What you will do: Reproduce all of the material below word for word, leaving out the pictures.

Provided information:
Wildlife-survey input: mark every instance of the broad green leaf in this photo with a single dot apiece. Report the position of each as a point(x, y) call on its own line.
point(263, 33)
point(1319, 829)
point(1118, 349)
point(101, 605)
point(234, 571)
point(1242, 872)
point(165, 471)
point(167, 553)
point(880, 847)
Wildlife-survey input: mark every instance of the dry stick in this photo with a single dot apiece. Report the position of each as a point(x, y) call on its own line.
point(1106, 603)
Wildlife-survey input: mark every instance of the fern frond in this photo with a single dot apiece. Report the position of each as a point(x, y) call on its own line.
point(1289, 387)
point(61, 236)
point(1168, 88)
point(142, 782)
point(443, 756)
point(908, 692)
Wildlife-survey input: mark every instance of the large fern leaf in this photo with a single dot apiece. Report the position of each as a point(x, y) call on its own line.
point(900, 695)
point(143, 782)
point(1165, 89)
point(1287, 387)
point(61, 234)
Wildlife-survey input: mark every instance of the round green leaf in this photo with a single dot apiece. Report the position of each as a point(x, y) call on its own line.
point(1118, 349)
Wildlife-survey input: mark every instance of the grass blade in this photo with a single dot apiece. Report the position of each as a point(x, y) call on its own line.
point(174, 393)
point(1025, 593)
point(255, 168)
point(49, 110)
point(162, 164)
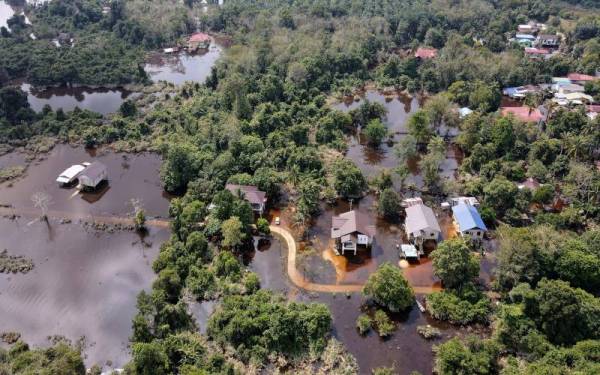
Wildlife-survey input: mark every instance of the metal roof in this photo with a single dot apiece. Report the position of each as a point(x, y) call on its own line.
point(94, 170)
point(467, 217)
point(421, 218)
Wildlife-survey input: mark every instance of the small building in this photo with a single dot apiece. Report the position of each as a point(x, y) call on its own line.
point(548, 40)
point(255, 197)
point(425, 53)
point(411, 202)
point(198, 41)
point(465, 200)
point(69, 175)
point(421, 225)
point(535, 53)
point(581, 79)
point(464, 112)
point(409, 251)
point(524, 114)
point(469, 221)
point(93, 175)
point(351, 230)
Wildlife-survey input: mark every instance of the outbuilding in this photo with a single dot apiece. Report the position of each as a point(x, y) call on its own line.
point(351, 230)
point(469, 221)
point(421, 225)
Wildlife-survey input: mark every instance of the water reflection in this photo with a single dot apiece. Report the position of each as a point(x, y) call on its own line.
point(101, 100)
point(182, 67)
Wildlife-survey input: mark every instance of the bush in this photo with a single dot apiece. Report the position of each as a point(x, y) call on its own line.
point(388, 288)
point(363, 323)
point(385, 327)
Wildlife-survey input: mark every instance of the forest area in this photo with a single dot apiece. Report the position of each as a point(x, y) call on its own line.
point(264, 118)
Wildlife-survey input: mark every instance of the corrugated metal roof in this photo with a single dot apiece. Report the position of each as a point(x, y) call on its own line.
point(94, 170)
point(421, 218)
point(467, 217)
point(351, 222)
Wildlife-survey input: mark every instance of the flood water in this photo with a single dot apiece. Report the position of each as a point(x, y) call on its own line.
point(175, 69)
point(101, 100)
point(130, 176)
point(84, 285)
point(406, 349)
point(182, 67)
point(372, 160)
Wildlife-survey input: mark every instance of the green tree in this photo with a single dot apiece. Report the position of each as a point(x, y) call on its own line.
point(375, 131)
point(454, 264)
point(390, 204)
point(349, 181)
point(388, 288)
point(232, 231)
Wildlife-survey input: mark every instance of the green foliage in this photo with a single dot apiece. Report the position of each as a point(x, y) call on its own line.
point(388, 288)
point(363, 324)
point(375, 132)
point(475, 356)
point(349, 181)
point(454, 264)
point(384, 325)
point(261, 323)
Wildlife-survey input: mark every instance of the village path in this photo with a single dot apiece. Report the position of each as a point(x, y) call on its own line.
point(85, 217)
point(300, 281)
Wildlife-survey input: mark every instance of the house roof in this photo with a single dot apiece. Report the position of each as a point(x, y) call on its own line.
point(199, 37)
point(251, 193)
point(94, 170)
point(426, 53)
point(421, 218)
point(467, 217)
point(523, 113)
point(581, 77)
point(525, 36)
point(536, 51)
point(351, 222)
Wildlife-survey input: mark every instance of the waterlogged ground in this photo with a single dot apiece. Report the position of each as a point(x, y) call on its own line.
point(131, 176)
point(84, 284)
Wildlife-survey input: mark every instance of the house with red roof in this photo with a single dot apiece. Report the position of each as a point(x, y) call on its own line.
point(425, 53)
point(198, 41)
point(524, 114)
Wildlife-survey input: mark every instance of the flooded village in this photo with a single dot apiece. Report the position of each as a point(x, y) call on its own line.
point(265, 195)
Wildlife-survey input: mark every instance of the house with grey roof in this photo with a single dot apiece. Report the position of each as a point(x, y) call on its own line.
point(256, 198)
point(93, 175)
point(351, 230)
point(421, 225)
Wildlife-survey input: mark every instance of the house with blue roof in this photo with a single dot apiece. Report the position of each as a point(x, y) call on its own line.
point(469, 221)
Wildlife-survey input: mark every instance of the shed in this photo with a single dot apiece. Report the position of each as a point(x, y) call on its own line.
point(421, 224)
point(93, 175)
point(350, 230)
point(469, 221)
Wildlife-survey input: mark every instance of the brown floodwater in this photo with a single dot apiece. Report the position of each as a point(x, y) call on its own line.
point(372, 160)
point(406, 349)
point(101, 100)
point(131, 176)
point(175, 69)
point(84, 284)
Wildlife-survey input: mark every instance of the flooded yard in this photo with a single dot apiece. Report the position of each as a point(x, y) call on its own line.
point(83, 285)
point(130, 176)
point(175, 69)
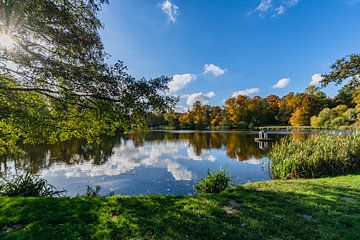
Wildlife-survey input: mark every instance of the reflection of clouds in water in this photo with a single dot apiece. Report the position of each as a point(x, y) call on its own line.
point(127, 157)
point(205, 155)
point(253, 160)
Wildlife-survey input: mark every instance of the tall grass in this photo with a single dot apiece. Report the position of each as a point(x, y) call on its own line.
point(27, 185)
point(214, 182)
point(317, 156)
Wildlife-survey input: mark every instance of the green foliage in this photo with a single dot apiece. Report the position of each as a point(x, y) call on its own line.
point(59, 86)
point(27, 186)
point(275, 209)
point(317, 156)
point(214, 182)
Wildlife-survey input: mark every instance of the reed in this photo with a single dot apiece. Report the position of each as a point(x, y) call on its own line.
point(316, 156)
point(27, 185)
point(214, 182)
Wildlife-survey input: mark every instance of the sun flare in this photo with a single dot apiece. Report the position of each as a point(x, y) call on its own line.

The completed task:
Wildlife-survey input: mark every instance of the broad green leaf in this photo with a single dot apiece. Report the position of each as a point(x, y) call on its own line.
point(263, 33)
point(1319, 829)
point(1118, 349)
point(101, 605)
point(234, 571)
point(1242, 872)
point(165, 471)
point(167, 553)
point(880, 847)
Wildlife-survey input: mark every instance of the dry stick in this photo with a single dot apiece. Report the position of each as a point(x, y) call on its own line.
point(1106, 603)
Wildlife-survey input: mark every instance of the fern frond in this photo with a single dot apiece. Report the position of each as a point(x, y) call on its own line.
point(1289, 387)
point(61, 236)
point(1168, 88)
point(142, 782)
point(443, 756)
point(908, 692)
Wildlife-survey input: mark every instance of the large fern leaf in this photo with a single dot apiece. Report the position of each as a point(x, y) call on its own line.
point(900, 695)
point(143, 782)
point(1165, 89)
point(1287, 387)
point(61, 234)
Wildlife-survey input: mark every instance of the round green leaf in this photo with a single dot apiece. Report the position of each as a point(x, y) call on its own line.
point(1118, 349)
Wildlife-survey input: mark every instance of the grass blade in this photo with a single dot apiece. Report the position of each as a point(x, y) call on its own line.
point(174, 393)
point(1025, 593)
point(255, 168)
point(49, 110)
point(162, 164)
Wildlife-survey input: mark every instance of the metal roof in this photo with a single dot apiece. Report the position of each as a point(x, y) call on its own line.
point(94, 170)
point(467, 217)
point(421, 218)
Wildlife-survey input: mark every instance of the small building in this photo with a single dot apiece. Report the position of each as a point(x, y) call on its own line.
point(548, 40)
point(255, 197)
point(425, 53)
point(411, 202)
point(198, 41)
point(465, 200)
point(69, 175)
point(421, 225)
point(535, 53)
point(581, 79)
point(464, 112)
point(409, 251)
point(524, 114)
point(469, 221)
point(93, 175)
point(351, 230)
Wildlife-survey input: mark every instance of the outbuilding in this photo with a single dot apiece. Report the position of each as a point(x, y) call on its own line.
point(351, 230)
point(469, 221)
point(421, 225)
Wildlife-survey input: mark every instance of the water reflection in this photo with a single dot apiece. Report the position of each as a point(x, y) call on its own line.
point(101, 100)
point(182, 67)
Wildlife-survey input: mark every instance of the bush in this photo with a single dot apiece. Report the position of each as a point(x, y) call on its own line.
point(388, 288)
point(363, 323)
point(385, 327)
Wildlife-survey input: mark every instance of the forest area in this photo with a single dot apiece. Report the position of each as a point(x, y) call on its own line.
point(264, 118)
Wildlife-survey input: mark every instance of the corrugated metal roof in this photo with a single dot apiece. Report the position of each as a point(x, y) call on its own line.
point(94, 170)
point(421, 218)
point(467, 217)
point(351, 222)
Wildlife-survey input: mark every instance of the flood water in this photo with a single dot apiece. Report the position of each as a point(x, y) call on its own line.
point(175, 69)
point(101, 100)
point(130, 176)
point(84, 285)
point(406, 349)
point(182, 67)
point(372, 160)
Wildlife-survey input: mark every instance of the green tree in this photo with a single dot apiece. Report the position of each as a point(x, y) call on its own line.
point(375, 131)
point(454, 264)
point(390, 204)
point(349, 181)
point(388, 288)
point(232, 231)
Wildlife-survey input: mark every instance of the green foliage in this photo with a single dot apiece. Report the position of each as a point(x, y) call on its own line.
point(388, 288)
point(363, 324)
point(375, 132)
point(475, 356)
point(349, 181)
point(454, 264)
point(384, 325)
point(261, 323)
Wildlife-survey input: mark every instance of the village path in this photo with a single dot apiece. Report the position of each as a point(x, y) call on its own line.
point(85, 217)
point(300, 281)
Wildlife-survey input: mark every instance of the house roof in this photo with a single dot apiece. Report the position of each as a point(x, y) call on its own line.
point(199, 37)
point(251, 193)
point(94, 170)
point(426, 53)
point(421, 218)
point(467, 217)
point(523, 113)
point(581, 77)
point(525, 36)
point(536, 51)
point(351, 222)
Wildlife-survey input: mark every instance of the waterlogged ground in this photo with a single dot apiece. Report the position of each as a point(x, y) call on its own line.
point(131, 176)
point(84, 284)
Wildlife-survey input: mark every instance of the house with red roof in this photo with a single dot apiece. Report the position of each as a point(x, y) call on its own line.
point(425, 53)
point(198, 41)
point(524, 114)
Wildlife-survey input: mark every instance of the flooded village in this photo with a single dot apiece. Report the position of each as a point(x, y) call on its own line.
point(265, 195)
Wildlife-survey input: mark every instance of the house with grey roof in this photo with a single dot apiece. Report the position of each as a point(x, y) call on its own line.
point(256, 198)
point(93, 175)
point(351, 230)
point(421, 225)
Wildlife-survey input: mark every instance of the house with blue roof in this photo with a single dot apiece. Report the position of each as a point(x, y) call on its own line.
point(469, 221)
Wildlife-survey input: mark every instance of the shed in this photo with a single dot apiece. Report the position of each as a point(x, y) call on its own line.
point(421, 224)
point(93, 175)
point(350, 230)
point(469, 221)
Wildlife-survey input: mark every instance of the brown floodwater in this photo with a single dot apiece. Report the position of each as a point(x, y) call on its own line.
point(372, 160)
point(406, 349)
point(101, 100)
point(131, 176)
point(175, 69)
point(84, 284)
Wildlife-survey input: mark every instance of the flooded yard in this photo with a single dot apiece. Report the position of each as a point(x, y) call on its own line.
point(83, 285)
point(130, 176)
point(175, 69)
Wildlife-survey input: mark every instance of the reflection of clouds in water in this photo with a single dot apiece. Report the position of each as a point(x, y) call on its own line.
point(127, 157)
point(205, 155)
point(253, 160)
Wildlife-survey input: mark every instance of the tall grass in this photo with a single dot apiece. Report the position of each as a point(x, y) call on its own line.
point(27, 185)
point(214, 182)
point(317, 156)
Wildlife-survey input: mark every instance of the green foliage in this photo with a single dot apiece. Report the position of each as a point(x, y) call on its own line.
point(59, 86)
point(27, 186)
point(275, 209)
point(317, 156)
point(214, 182)
Wildlife-survey input: mark every instance of the reed in this photo with a single dot apiece. Report the position of each as a point(x, y) call on its own line.
point(316, 156)
point(27, 185)
point(214, 182)
Wildlife-survey input: mark every instance of the sun flare in this photo with a single dot apiece. Report the position of each as a point(x, y) call on its own line.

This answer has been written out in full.